THE DATA.
○ ○ ○
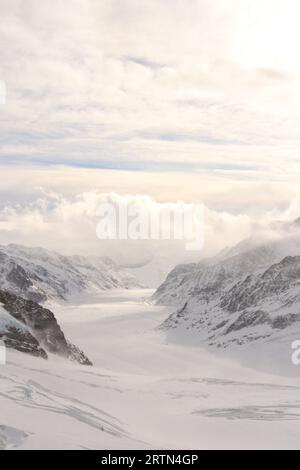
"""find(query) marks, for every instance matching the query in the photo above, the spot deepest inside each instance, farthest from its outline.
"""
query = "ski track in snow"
(142, 392)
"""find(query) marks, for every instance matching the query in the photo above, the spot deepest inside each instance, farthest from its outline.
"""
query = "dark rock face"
(43, 332)
(22, 341)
○ ○ ○
TASK DESCRIPTION.
Could you copy every record exactly, without the pictures?

RESULT OF THIS EXERCISE.
"""find(query) marks, for every instance matching the query in the photo above, the spot deepest inside each instance, farthest from its outline.
"""
query = "ski track in snow"
(142, 392)
"""find(query) marks, for every instance matching the query in the photo above, the spot deepest inside each instance, farthest from its outline.
"""
query = "dark rock face"
(43, 332)
(22, 341)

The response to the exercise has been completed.